Format the lines below as a JSON list of strings, one string per line, with blank lines omitted and the pictures left out.

### Data for this exercise
>>>>

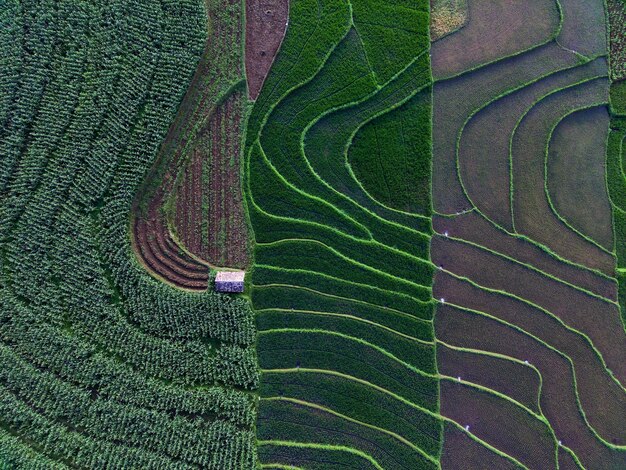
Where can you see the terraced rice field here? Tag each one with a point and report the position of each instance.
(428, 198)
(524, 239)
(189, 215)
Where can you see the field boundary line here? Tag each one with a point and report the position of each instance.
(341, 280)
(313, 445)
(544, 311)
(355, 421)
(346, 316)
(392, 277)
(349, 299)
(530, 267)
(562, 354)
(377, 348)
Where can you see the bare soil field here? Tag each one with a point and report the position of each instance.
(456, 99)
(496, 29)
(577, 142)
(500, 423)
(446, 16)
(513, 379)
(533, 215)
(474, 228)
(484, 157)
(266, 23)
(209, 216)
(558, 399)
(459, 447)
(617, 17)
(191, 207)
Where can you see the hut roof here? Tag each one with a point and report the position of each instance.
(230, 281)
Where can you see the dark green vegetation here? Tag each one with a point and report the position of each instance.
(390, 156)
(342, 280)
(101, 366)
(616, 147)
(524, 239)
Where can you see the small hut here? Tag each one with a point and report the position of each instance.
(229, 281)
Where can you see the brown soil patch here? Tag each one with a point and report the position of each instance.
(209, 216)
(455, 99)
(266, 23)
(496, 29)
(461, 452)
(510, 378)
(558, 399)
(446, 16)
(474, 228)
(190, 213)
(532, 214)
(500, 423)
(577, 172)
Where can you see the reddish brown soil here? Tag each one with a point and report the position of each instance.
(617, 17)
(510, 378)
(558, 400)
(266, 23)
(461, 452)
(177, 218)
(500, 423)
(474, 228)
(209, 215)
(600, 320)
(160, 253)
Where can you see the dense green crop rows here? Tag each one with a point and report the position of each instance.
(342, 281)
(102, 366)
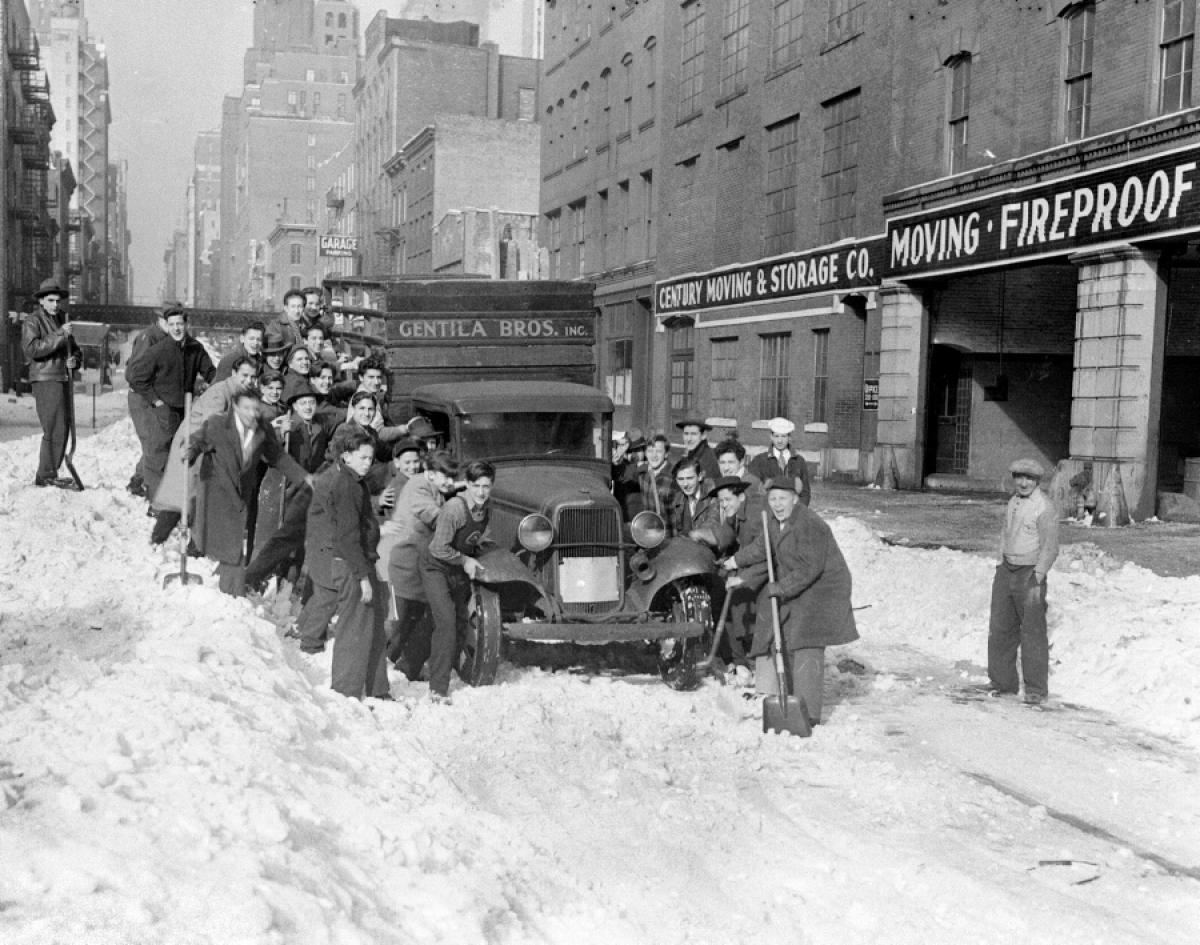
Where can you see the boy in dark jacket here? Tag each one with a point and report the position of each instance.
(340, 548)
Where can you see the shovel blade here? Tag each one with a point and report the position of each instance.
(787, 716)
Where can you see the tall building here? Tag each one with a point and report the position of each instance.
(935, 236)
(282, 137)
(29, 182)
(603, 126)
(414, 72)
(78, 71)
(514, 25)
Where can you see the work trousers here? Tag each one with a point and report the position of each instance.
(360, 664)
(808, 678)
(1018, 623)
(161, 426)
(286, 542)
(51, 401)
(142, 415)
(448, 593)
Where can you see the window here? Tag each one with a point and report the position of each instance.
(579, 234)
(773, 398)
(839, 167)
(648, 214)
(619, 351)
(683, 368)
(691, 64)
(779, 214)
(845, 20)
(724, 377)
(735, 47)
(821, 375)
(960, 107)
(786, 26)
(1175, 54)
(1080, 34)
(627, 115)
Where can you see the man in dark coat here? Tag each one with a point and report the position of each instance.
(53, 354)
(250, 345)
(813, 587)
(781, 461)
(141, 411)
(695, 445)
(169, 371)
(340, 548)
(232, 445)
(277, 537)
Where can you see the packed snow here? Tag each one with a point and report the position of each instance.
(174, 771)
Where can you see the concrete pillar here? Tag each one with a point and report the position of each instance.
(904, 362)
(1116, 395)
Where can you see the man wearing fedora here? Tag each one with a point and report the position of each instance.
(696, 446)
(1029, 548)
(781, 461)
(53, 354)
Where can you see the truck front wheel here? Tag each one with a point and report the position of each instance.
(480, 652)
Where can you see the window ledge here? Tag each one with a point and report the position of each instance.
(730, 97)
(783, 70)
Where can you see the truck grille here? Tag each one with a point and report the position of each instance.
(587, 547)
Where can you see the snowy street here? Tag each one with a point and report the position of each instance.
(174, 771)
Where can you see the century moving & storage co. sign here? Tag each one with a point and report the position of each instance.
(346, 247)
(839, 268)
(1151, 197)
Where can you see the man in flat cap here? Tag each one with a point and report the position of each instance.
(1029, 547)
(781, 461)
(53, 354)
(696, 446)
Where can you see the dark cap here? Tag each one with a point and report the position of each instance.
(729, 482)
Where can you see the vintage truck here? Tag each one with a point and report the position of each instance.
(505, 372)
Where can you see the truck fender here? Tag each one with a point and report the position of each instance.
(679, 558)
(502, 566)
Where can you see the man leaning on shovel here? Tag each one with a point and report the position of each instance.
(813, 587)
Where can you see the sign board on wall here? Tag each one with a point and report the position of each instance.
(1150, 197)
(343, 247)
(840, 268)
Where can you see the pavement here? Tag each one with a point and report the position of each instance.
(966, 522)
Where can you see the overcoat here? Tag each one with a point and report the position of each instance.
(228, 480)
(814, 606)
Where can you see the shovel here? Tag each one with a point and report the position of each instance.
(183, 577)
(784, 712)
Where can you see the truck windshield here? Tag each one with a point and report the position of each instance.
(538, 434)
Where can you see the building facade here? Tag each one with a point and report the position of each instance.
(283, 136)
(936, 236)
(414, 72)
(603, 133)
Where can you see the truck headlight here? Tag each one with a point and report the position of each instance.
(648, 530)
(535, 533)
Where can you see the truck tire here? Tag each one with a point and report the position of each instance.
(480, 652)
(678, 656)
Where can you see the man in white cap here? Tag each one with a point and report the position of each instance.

<<<<

### Task response
[
  "Where can you see the terraced rice field here? Tag each one with a point and report the position of each instance.",
  "(428, 198)",
  "(524, 239)",
  "(189, 215)",
  "Where can you see the field boundary line here? Tag each one with a point and report the position of each instance.",
  "(341, 280)",
  "(313, 445)",
  "(544, 311)",
  "(355, 421)",
  "(346, 316)",
  "(392, 277)",
  "(349, 299)",
  "(530, 267)",
  "(562, 354)",
  "(377, 348)",
  "Where can you see the bare soil field here? Tag each one with a point and report the position of each instance.",
  "(456, 99)",
  "(496, 29)",
  "(577, 142)",
  "(500, 423)",
  "(446, 16)",
  "(513, 379)",
  "(533, 215)",
  "(474, 228)",
  "(484, 157)",
  "(266, 23)",
  "(209, 216)",
  "(558, 399)",
  "(459, 447)",
  "(617, 17)",
  "(191, 207)",
  "Where can you see the hut roof here? Tag each one with a point and report the position of each instance.",
  "(230, 281)",
  "Where can you see the dark green vegetation here? Tag each one with a point and report the position of each instance.",
  "(390, 156)",
  "(342, 280)",
  "(101, 366)",
  "(616, 147)",
  "(524, 239)",
  "Where can you see the small hut here? Tag each one with a point and report the position of each instance.",
  "(229, 281)",
  "Where can you see the brown soil patch here? Tag each one with a point and report the position of each instance.",
  "(209, 216)",
  "(455, 99)",
  "(266, 23)",
  "(496, 29)",
  "(461, 452)",
  "(510, 378)",
  "(558, 399)",
  "(446, 16)",
  "(474, 228)",
  "(190, 213)",
  "(532, 214)",
  "(500, 423)",
  "(577, 172)",
  "Where can you see the reddish brown soil here? Tag each one with a point and report the position of each instance.",
  "(617, 17)",
  "(510, 378)",
  "(558, 400)",
  "(266, 23)",
  "(461, 452)",
  "(177, 218)",
  "(500, 423)",
  "(474, 228)",
  "(209, 215)",
  "(600, 320)",
  "(160, 253)",
  "Where can you see the dense green crop rows here? Tag each one with a point and report the position of each instance.",
  "(342, 281)",
  "(102, 366)",
  "Where can you see the boy in dark jacket here? Tag each one with a point and report the position of each instance.",
  "(340, 548)",
  "Where can you see the shovel blade here? Tag each one with a point and report the position of each instance.",
  "(787, 716)",
  "Where can you see the tall building here? Tag each one with a point and report the position of each instance.",
  "(935, 236)",
  "(282, 137)",
  "(29, 182)",
  "(603, 126)",
  "(414, 72)",
  "(78, 71)",
  "(514, 25)",
  "Where can you see the work trousers here? Tag each one with a point and report the position of each instance.",
  "(360, 664)",
  "(808, 678)",
  "(1018, 623)",
  "(161, 426)",
  "(286, 542)",
  "(51, 401)",
  "(142, 415)",
  "(448, 593)",
  "Where can you see the window here? Tag each one with a point and report the position of each instance.",
  "(579, 234)",
  "(773, 398)",
  "(839, 167)",
  "(648, 214)",
  "(619, 351)",
  "(683, 368)",
  "(691, 64)",
  "(779, 214)",
  "(845, 20)",
  "(724, 377)",
  "(735, 47)",
  "(821, 375)",
  "(960, 107)",
  "(786, 26)",
  "(1175, 54)",
  "(1080, 34)",
  "(627, 115)",
  "Where can you see the man in dark coat here? Tag each one with a point and report the position of each instance.",
  "(53, 354)",
  "(250, 345)",
  "(813, 587)",
  "(781, 461)",
  "(141, 411)",
  "(695, 445)",
  "(169, 371)",
  "(340, 548)",
  "(232, 445)",
  "(277, 537)",
  "Where can you see the packed snow here? Tag each one with a point and report the position of each instance.",
  "(174, 771)",
  "Where can you see the concrete pillar here? Tag each one with a point and report the position of each instance.",
  "(904, 362)",
  "(1116, 395)",
  "Where can you see the man wearing fedora here? Tag each one with a point and report the position of each instance.",
  "(696, 446)",
  "(1029, 548)",
  "(781, 461)",
  "(53, 354)",
  "Where can you see the truck front wheel here? Tag each one with a point and report the position of each instance.",
  "(480, 652)",
  "Where can you see the window ledge here? Tag each one with a point and report the position of each instance.",
  "(730, 97)",
  "(783, 70)",
  "Where can you see the truck grille here? Tag each one with a point and report the position of each instance.",
  "(587, 547)",
  "Where can you see the snowy street here? Tag each one with a point and report the position of each instance.",
  "(174, 771)",
  "Where can you see the century moving & storage co. sign here? Tag each one with a point and report the position of each instance.",
  "(346, 247)",
  "(839, 268)",
  "(1151, 197)",
  "Where can you see the man in flat cap here? Tag each one with a point and report the position of each instance.",
  "(1029, 547)",
  "(781, 461)",
  "(53, 354)",
  "(696, 446)",
  "Where can you see the dark cap here? Tag each one with a point and report the position of each instance.",
  "(729, 482)",
  "Where can you see the vintage truck here? Tag each one with a point and report the position of each instance.",
  "(505, 372)",
  "Where can you see the truck fender here? Tag each one with a point and report the position of each instance.",
  "(679, 558)",
  "(502, 566)",
  "Where can you see the man leaning on shovel here? Tag each one with a point and report the position of each instance.",
  "(813, 587)",
  "Where can you see the sign board on wall here? Tag each one with a point and report the position of each instance.",
  "(1150, 197)",
  "(343, 247)",
  "(840, 268)",
  "Where can you see the pavement here? Tag each one with a point and report the position of each instance.",
  "(966, 522)",
  "Where can you see the overcoat here? Tag each one with a point and report the position of each instance.",
  "(228, 480)",
  "(814, 606)",
  "Where can you see the shovel here? Tag each one with a point and report the position of each instance.",
  "(183, 577)",
  "(784, 712)",
  "Where can you see the truck windshield here? Tag each one with a point and report the position of each instance.",
  "(538, 434)",
  "Where can you see the building facade here? Tag each one with a point and report the position of each instance.",
  "(283, 136)",
  "(936, 236)",
  "(414, 72)",
  "(603, 133)",
  "Where can you see the truck headlight here? Tag each one with a point and report the position of each instance.",
  "(648, 530)",
  "(535, 533)",
  "Where can you see the truck tire here? Tag each one with a point and report the position of each instance.",
  "(480, 652)",
  "(678, 656)",
  "Where can you see the man in white cap here? Tag each one with a point and report the position of each instance."
]